*EXCERPTED TEXT*.
-- -- --
Validation and verification of EW systems is heavily dependent on testing with realistic
signal environments. EW test realism increases as high-fidelity emitters are added to
create density. In additon to emitter fidelity and density, platform motion, emitter scan
patterns, receiver antenna models, direction of arrival (angle of arrival), multipath and
atmospheric models enhance the ability to test EW systems under realistic conditions.
EW systems are now designed to identify emitters using precise direction finding and
pulse parameterization in dense environments of 8 to 10 million pulses per second.
These multi-emitter environments are often simulated with large, complex, expensive
custom systems not widely available to EW design engineers as R&D test equipment.
The Multi-Emitter Scenario Generator Reference Solution provides a cost effective
solution for realistic EW simulation using recent innovations in signal generation
including direct digital synthesis, agile frequency and power control.
Figure 1. A hypothetical battle off the coast of California with enemy antenna scan patterns in red and friendly in blue.
03 | Keysight | Multi-Emitter Scenario Generator, Reference Solution - Brochure
Challenges of Simulating Multi-Emitter Environments
The modern spectral environment contains thousands of emitters—radios, wireless
devices, and tens to hundreds of radar threats — producing millions of radar pulses per
second amidst background signals and noise. In EW design, the multiplicity, density,
and bandwidth, make it impractical to use a single source or a small number of sources
to simulate a single emitter or a small number of emitters. Cost, space, and complexity
considerations rule out these approaches. The most practical solution is to simulate
many emitters with a single source, and to employ multiple sources — each typically
simulating many emitters — when required to produce the needed signal density or
to simulate specific phenomena such as angle-of arrival (AoA). The ability to simulate
multiple emitters at multiple frequencies depends on the pulse repetition frequency, duty
cycle and number of emitters, and ability of the source to switch between frequency,
amplitude, and modulation quickly.
-- -- --
*MATERIAL PROVIDED*.
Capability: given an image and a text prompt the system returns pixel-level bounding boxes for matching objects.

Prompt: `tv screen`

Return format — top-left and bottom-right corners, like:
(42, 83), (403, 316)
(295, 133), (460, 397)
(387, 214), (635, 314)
-- -- --
*ACTIONS TO TAKE*.
1. In the text on multi-emitter EW simulation, what pulse density are EW systems now designed to handle?
2. Please carry on the text on multi-emitter EW simulation from its last sentence.

*RESULTS OF THE EXERCISE*.
1. 8 to 10 million pulses per second.

2.
In addition to creating emitters with the desired fidelity and density, it is also important
to match the geometry and kinematics of EW scenarios since the AoA of a radar threat to
the EW system changes slowly compared to other parameters such as center frequency
and pulse repetition frequency. EW systems measure AoA and estimate distance using
amplitude comparison, differential Doppler, interferometry (phase difference), and time
difference of arrival (TDOA). Precise AoA measurements enable precise localization
of radar threats. New stand-off jamming systems use active electronically-scanned
arrays capable of precise beam forming to minimize loss of jamming power due to beam
spreading towards a threat. Moreoever, EW receivers with better AoA capability reduce
the need for pulse de-interleaving and sorting. Consequently, AoA is an increasingly
important test requirement.
Angle of Arrival Methodologies
Three common angle of arrival (AoA) or direction finding (DF) methods for EW receivers
include: amplitude comparison, time difference of arrival (TDOA), and interferometry.
These are all passive monopulse methods which require no cooperation from the threat
radar (active homing) and each measures RF pulses from the threat to calculate an AoA.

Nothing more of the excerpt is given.